Begin Excerpt
Something else that has happened has been the surprising success of Habanot Nechama and the astounding success of Asaf Avidan. Habanot Nechama has veered back and forth between English and Hebrew, but the fact that the English-emoting Avidan went gold shattered the convention that an Israeli musician who sings in English cannot succeed at home. Yes he can, big time.

Was this success on the part of Avidan, who self released his album, connected to the decision by the NMC record label to sign up Tamar Eisenman, who sings in English, and issue her new album, "Gymnasium?" Could be.

Whatever the case, it was an excellent decision. Eisenman's album is one of the best, freshest, and most exciting things to have happened to Israeli music recently.

And on the assumption that there are still people who insist on waging the language debate, this album is an absolutely convincing argument that there really is no need.
End Excerpt
Begin Information supplied
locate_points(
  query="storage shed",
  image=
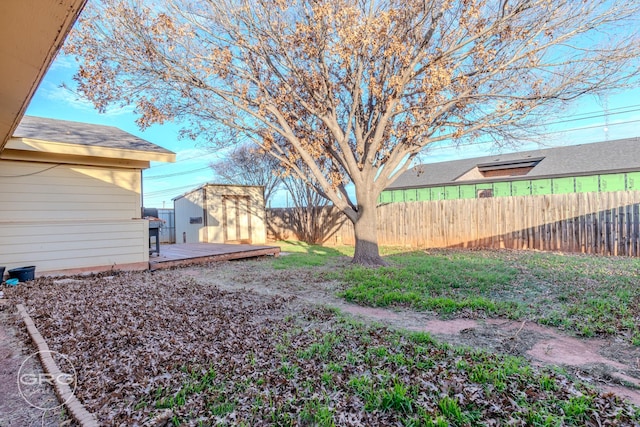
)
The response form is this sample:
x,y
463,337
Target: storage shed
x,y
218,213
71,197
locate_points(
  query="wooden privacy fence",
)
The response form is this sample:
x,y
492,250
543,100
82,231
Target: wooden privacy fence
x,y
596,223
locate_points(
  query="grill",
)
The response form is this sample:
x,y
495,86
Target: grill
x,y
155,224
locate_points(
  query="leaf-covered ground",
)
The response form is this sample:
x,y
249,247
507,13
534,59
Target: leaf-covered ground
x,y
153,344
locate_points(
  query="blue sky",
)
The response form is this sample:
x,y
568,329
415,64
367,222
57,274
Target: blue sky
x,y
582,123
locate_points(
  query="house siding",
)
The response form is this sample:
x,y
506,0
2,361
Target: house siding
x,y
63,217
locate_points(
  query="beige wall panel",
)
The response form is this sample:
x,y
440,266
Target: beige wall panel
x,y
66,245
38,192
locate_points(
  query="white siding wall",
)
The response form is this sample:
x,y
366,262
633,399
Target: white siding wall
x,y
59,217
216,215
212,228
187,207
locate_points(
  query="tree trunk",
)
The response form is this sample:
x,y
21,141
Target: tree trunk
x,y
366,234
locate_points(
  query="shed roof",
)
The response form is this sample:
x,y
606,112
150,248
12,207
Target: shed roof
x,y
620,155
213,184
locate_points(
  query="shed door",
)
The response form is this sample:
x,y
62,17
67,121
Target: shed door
End Information supplied
Begin Information supplied
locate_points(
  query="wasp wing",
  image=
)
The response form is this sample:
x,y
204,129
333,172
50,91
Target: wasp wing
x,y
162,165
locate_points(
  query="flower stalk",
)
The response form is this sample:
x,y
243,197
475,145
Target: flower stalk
End Information supplied
Begin Information supplied
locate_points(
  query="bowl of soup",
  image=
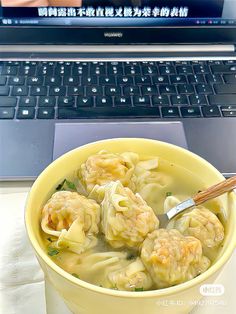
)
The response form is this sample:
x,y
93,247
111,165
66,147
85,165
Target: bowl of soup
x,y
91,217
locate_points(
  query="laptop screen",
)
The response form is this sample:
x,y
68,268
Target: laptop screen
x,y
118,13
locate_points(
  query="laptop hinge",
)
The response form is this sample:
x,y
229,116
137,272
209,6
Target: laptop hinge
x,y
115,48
End Information supplied
Instruction ->
Please answer these questions from the excerpt on Israeli music:
(a) What did Asaf Avidan's album achieve?
(b) Which record label signed Tamar Eisenman?
(c) How does the writer describe Eisenman's album?

Completed exercise ->
(a) It went gold.
(b) NMC.
(c) As one of the best, freshest, and most exciting things to have happened to Israeli music recently.